PASSAGE TO READ:
■ ■ ■

Planet Waves | Abandoning Abandonment | Genexhibitionist by Maya Dexter

 

Abandoning Abandonment

Genexhibitionist | By Maya Dexter

I never really thought of myself as someone who had been abandoned. I mean, sure I've been through the run of the mill stuff: lovers and friends, parents choosing adult relationships over spending every waking second with their only child. Nothing particularly tragic. My parents love me; I have never doubted that for a minute. They make me feel held up, revered, proud to have come through them and learned from them. I don't have to pretend to be anyone I'm not, or become someone they want me to be, or be extra nice and not call them on the carpet for their own mistakes. I have always felt surrounded by their love.

But over the past couple weeks as the topic of abandonment trickled through the crevices of my mind, a sound came forth, slowly, taking form piece by piece until I finally recognized it as a song my mom wrote some 25 (or more?) years ago:

I can't seem to find you anywhere
Oh I can't seem to find you anywhere
I looked across the table
Just as far as I am able
But all that I can see is your empty chair
Oh I can't seem to find you anywhere
I can't seem to find you anywhere

That song used to inspire in me the most outrageous tantrums you ever saw in a child. And if you've been around children enough to witness a truly outrageous tantrum, you can appreciate what I am saying. Hearing that song I would imagine myself in the house we lived in when I was a little less than two, searching high and low and fruitlessly for my mommy. I can still see what I saw; I can still hear every note. I hated that song as desperately as I've ever hated anything. Mom thinks that's a real shame, because it's the best song she ever wrote. But she can certainly see my point.

Right around the time of the avocado green shag carpet and the checkered kitchen table that has branded itself permanently on my memory, my mother left. I don't know what was happening between her and my dad. I know that she was trying to cope with a lot of difficult things in her own past, and I would guess that she was somehow trying to escape her own skin. It wasn't the first time she'd tried.

I guess that's kind of a big abandonment, huh? I wasn't even two and I remember that time so vividly. She came back for me a few years later, I got the chicken pox while my dad was out of town. She drove four hours down with her boyfriend to pick me up, and when dad got home I was gone. I've always felt that somehow made me an accessory to that time in her life. It sat on my conscience like a heavy quilt for years.

How did those things affect me? Well, aside from crying every time I heard that song, and throwing a fit whenever my mom's friends would come to visit, I suppose I have always waited for everyone in my life to leave. In many cases I rather prefer it. If I am done with a relationship I would rather drive that person away than state my case and lay any sort of blame. At least I know how to handle that, but I don't know what the hell to do with my own power. Mostly though, leaving is not something I want, but something I expect. I have this feeling that the other person is, at any moment, going to wake up and see me for who I really am. And then they'd want to run screaming for sure. Because on the surface I am so together, everyone says so. I am composed and mature and thoughtful and kind and generous and compassionate, blah, blah, blah. Nobody's that perfect. So for sure the minute I succumb to a bad day or something makes me angry, they will surely leave. If I am perfect enough, no one will go anywhere. I am always trying to fix things, to smooth them over ­ I'm forever apologizing. If I do everything I possibly can then it's not my fault, right?

■ ■ ■

DATA PROVIDED:
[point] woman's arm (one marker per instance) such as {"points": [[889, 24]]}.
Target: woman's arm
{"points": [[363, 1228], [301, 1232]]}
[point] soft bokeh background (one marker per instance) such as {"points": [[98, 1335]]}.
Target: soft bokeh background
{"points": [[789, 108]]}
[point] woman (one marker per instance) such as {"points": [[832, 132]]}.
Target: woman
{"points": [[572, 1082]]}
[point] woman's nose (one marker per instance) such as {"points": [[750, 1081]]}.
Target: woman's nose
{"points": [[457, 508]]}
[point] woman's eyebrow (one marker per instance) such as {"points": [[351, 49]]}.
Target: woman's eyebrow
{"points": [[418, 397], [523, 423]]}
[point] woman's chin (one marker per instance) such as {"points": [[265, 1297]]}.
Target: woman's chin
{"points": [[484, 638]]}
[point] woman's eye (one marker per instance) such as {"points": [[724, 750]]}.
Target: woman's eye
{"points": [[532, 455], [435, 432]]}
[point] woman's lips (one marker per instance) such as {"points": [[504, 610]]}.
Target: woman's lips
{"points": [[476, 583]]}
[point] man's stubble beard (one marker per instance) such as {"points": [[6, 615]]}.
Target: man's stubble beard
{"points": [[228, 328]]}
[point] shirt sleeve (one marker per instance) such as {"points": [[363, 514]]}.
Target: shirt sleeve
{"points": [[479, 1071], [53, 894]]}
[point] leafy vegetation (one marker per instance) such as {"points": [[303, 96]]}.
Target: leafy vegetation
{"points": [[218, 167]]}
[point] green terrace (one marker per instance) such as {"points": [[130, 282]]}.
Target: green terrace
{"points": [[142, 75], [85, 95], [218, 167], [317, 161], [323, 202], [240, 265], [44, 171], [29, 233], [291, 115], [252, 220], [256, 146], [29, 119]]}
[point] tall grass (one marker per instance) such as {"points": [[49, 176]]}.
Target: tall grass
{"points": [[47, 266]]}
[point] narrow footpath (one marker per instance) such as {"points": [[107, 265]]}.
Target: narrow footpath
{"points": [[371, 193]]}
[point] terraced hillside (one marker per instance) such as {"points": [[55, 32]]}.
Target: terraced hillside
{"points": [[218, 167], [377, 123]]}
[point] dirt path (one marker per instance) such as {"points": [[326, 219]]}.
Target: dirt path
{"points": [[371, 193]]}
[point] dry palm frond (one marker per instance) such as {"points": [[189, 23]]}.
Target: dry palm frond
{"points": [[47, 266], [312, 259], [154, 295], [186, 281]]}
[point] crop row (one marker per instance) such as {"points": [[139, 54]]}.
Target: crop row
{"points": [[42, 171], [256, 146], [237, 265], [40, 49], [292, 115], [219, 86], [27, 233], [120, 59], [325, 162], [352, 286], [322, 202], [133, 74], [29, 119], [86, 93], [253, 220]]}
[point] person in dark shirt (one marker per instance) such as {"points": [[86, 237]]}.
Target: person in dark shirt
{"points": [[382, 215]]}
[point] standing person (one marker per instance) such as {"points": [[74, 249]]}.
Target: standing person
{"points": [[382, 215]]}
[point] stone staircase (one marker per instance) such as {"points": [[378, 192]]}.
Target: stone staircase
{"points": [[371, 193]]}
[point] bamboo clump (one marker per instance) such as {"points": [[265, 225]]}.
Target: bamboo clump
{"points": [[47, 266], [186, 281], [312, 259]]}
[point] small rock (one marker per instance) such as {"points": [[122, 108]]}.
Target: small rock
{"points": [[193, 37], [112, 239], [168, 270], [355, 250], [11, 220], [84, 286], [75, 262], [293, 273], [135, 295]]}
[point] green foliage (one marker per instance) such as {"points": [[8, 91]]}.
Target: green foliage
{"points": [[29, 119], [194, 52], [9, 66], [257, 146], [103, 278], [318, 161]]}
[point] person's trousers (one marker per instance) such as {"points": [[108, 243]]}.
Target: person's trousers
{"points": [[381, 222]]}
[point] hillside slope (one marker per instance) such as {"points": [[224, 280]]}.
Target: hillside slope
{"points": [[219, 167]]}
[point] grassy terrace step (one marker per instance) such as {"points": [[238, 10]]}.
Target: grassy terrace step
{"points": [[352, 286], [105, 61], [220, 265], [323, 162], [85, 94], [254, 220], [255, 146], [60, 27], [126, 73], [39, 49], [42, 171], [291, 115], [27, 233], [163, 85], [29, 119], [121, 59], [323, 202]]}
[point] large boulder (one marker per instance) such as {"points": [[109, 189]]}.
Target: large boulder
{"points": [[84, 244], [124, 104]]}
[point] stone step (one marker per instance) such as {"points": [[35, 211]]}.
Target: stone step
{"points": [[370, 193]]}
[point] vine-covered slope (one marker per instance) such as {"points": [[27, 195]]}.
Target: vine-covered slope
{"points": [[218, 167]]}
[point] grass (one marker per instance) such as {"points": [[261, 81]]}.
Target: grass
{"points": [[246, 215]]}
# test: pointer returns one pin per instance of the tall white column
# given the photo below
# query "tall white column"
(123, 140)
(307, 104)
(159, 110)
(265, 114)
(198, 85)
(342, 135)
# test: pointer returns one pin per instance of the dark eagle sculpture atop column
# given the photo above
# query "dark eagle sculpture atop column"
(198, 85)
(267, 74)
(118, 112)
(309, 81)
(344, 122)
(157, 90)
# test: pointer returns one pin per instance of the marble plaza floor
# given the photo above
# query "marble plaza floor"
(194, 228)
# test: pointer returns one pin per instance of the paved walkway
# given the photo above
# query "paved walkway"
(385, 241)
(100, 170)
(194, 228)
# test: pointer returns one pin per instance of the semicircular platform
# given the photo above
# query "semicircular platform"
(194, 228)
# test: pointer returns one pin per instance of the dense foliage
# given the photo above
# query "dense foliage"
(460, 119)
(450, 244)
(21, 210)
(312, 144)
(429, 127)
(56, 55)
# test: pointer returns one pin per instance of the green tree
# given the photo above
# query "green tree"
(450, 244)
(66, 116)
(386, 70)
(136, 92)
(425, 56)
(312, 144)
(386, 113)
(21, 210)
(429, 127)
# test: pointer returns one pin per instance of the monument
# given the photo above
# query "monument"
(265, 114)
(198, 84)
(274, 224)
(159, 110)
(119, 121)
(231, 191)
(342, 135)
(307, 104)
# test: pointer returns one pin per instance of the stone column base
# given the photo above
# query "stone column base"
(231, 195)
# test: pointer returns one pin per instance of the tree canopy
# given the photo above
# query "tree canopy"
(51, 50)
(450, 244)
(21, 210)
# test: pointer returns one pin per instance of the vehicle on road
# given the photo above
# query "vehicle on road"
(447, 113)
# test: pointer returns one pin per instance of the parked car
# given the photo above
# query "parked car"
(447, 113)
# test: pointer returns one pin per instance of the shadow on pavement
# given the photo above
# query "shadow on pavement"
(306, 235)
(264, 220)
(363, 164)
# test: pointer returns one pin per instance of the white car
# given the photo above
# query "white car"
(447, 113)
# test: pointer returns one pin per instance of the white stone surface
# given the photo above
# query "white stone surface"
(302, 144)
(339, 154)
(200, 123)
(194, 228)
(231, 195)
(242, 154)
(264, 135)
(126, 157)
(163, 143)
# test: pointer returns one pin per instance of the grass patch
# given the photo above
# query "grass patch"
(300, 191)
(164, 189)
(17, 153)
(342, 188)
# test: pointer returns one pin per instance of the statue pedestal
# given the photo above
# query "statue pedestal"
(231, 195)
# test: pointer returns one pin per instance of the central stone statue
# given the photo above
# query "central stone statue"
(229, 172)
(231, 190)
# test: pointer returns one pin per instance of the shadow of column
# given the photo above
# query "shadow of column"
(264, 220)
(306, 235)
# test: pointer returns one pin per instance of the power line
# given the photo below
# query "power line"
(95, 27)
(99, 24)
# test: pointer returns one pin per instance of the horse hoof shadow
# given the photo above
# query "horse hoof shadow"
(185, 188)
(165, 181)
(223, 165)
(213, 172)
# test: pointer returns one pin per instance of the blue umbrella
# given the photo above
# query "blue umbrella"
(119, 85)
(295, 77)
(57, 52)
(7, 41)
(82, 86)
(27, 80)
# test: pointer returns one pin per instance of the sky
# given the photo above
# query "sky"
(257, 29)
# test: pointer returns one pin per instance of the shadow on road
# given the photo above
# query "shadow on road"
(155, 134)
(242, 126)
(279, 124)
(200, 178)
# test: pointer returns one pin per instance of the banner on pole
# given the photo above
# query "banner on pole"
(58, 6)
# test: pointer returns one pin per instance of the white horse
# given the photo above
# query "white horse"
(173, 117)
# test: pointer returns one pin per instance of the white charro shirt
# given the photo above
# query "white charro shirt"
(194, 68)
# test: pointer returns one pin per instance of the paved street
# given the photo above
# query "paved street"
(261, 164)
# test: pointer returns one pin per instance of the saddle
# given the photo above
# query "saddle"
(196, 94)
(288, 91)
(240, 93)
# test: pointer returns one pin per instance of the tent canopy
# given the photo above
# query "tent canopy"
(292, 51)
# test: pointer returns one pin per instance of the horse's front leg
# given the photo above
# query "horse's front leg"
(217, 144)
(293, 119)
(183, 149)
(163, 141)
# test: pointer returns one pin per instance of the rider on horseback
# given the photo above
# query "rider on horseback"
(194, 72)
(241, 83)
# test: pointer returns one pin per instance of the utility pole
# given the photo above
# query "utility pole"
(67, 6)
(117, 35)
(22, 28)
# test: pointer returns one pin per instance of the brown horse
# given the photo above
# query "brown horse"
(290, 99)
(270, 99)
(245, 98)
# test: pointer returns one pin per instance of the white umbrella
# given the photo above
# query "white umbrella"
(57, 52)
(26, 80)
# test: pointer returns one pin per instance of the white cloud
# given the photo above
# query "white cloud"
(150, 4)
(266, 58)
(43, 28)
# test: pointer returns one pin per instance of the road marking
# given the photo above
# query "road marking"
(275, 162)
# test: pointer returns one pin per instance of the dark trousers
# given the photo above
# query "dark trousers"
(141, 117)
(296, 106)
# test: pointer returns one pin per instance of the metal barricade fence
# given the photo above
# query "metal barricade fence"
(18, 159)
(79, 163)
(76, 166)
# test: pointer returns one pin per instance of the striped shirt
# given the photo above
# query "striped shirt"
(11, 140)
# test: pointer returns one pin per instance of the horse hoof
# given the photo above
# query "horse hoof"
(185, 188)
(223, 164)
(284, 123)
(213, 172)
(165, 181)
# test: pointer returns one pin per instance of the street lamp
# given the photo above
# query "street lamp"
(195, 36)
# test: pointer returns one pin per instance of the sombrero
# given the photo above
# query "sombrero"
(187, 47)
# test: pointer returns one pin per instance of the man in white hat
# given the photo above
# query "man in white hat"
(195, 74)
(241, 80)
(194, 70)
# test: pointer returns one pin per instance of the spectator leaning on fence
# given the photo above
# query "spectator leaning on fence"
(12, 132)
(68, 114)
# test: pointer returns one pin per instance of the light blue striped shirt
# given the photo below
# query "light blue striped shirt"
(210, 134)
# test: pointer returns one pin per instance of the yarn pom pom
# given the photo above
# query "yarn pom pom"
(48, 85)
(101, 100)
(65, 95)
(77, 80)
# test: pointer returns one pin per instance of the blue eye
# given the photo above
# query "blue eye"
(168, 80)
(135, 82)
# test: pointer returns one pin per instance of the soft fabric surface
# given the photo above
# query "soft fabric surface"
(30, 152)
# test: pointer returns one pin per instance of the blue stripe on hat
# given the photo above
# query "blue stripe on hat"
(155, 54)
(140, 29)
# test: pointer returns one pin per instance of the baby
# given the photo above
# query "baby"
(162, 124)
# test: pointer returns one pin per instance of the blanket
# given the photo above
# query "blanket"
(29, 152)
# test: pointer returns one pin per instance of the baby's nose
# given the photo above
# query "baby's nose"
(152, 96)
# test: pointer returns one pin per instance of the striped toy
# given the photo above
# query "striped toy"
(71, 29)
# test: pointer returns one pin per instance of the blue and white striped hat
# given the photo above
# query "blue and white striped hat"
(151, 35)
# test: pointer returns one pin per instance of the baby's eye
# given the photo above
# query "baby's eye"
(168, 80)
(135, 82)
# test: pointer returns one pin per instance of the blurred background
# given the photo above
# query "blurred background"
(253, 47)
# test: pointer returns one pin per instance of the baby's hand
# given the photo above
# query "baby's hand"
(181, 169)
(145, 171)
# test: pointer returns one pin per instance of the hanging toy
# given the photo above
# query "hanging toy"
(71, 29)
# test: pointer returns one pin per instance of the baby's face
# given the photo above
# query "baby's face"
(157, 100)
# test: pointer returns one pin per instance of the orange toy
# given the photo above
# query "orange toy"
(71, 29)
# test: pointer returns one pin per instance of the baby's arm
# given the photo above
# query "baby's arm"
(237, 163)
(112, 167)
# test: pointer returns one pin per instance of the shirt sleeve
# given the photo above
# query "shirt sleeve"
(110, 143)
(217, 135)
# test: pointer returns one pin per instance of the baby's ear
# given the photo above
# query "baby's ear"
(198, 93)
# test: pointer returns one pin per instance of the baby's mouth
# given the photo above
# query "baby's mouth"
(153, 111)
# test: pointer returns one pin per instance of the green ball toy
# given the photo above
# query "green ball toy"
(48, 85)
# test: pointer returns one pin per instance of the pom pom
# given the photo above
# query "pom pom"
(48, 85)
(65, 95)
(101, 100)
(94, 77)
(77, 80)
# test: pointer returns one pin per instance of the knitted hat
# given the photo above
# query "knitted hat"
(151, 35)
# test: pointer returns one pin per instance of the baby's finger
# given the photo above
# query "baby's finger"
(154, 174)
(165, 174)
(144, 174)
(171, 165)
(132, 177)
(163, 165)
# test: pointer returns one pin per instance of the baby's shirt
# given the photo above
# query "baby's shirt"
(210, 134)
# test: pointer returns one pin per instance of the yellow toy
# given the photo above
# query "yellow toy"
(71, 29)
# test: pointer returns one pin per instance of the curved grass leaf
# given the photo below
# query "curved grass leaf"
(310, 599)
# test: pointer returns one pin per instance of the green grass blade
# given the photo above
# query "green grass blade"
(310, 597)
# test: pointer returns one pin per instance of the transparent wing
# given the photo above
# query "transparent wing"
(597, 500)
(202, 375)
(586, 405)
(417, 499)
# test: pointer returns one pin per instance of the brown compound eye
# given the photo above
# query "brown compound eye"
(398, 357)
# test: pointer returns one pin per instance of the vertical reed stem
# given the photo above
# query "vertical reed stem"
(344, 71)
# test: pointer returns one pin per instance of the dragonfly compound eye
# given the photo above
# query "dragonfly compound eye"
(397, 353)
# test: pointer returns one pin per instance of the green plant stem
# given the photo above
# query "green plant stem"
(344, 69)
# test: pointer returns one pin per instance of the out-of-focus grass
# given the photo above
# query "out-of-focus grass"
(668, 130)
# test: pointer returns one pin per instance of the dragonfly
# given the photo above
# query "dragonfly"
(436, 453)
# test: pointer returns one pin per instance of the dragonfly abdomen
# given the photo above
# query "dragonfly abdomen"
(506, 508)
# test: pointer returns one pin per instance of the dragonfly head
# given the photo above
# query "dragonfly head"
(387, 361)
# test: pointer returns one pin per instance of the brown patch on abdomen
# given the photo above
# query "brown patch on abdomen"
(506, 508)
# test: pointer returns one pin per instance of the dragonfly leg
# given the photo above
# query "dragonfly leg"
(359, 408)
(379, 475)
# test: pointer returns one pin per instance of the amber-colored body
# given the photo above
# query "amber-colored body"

■ ■ ■

EXERCISE REQUIREMENTS:
1/ In the essay on abandonment, how many hours did the mother drive to pick up her child?
2/ Carry on the essay on abandonment from its last sentence.

RESULTS FOR THE EXERCISE:
1/ Four hours.

2/
Or at least that's the way it's been. I refuse ­ I mean REFUSE ­ to play victim to a circumstance beyond my control for the rest of my life. Now, at twenty six years old, I know without a doubt that there was nothing my little 18-month-old self (or my five-year-old self) could have done to change anything in my mother's downward spiral. That was her life, her choices, not mine. And those circumstances gave me some of the best growth opportunities of my life. So from here on out, the choice is mine: I can learn to love the lesson, or I can continue to sit in the classroom and sulk. I cannot be one of those people willing to use their victimhood to justify behavior that is simply another turn of the cycle of abuse.

My mom and I are great friends, believe it or not. She is my biggest fan, my most open-minded sounding board, and is as busy in her own processes as I am in mine. She's growing in leaps and bounds, Chiron bestowed a tremendous blessing on her at its return. I'm happy for her, not angry. I went through resentment and anger, I tried them on for size and I found that they don't fit me very well. My mom was a victim in her own right of circumstances beyond her control that had her in such a tailspin of pain that, like a wounded animal, she lashed out desperately in order to somehow escape it. There is nothing I can do in the face of that knowledge but love her and forgive her and be infinitely proud of her for finally working her way through it. And do my best to follow suit.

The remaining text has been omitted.